WHAT TO PRODUCE -
Copy out the lines of the listing below verbatim, starting at the line containing "For every instance of the moth wing" and ending at the line containing "For every instance of the hummingbird", with both of those lines included.

SUPPLIED DATA -
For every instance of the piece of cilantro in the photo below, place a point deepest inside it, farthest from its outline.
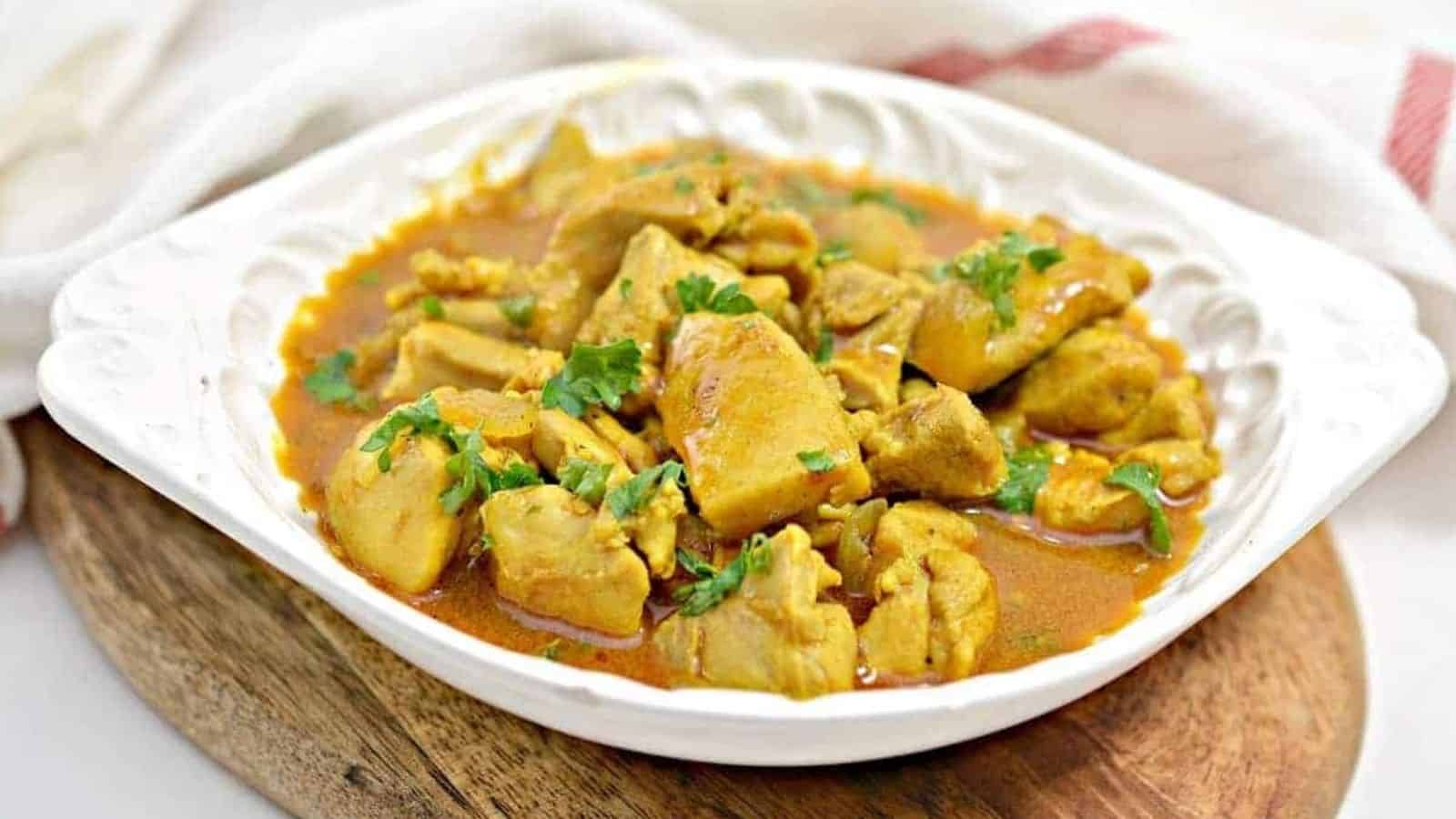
---
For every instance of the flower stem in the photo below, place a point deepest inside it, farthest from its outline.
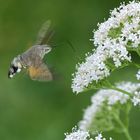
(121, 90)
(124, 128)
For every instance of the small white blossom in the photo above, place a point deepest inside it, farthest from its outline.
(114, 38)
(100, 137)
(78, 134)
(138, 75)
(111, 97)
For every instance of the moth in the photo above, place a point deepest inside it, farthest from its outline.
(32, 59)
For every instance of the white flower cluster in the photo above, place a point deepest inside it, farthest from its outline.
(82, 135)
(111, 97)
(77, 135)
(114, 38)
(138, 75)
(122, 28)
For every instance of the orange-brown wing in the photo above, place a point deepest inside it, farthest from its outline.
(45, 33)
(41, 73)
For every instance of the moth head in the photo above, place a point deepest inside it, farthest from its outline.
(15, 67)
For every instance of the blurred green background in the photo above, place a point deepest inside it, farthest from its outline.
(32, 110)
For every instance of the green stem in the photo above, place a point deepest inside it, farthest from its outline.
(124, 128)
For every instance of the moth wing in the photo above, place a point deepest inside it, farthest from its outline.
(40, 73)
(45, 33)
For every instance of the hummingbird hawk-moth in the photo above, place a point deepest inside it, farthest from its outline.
==
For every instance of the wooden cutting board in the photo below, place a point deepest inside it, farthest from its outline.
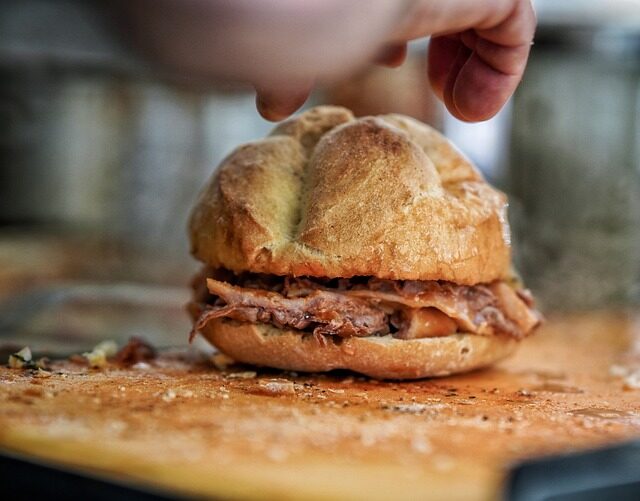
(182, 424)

EXERCISE ANSWER -
For every instance of the moth wing in the photo above, place a point deepest inside it, farthest from its outline.
(40, 73)
(45, 33)
For every instance of the hummingbird hawk-moth in the photo above, place a point deepest inside it, farthest from its outline.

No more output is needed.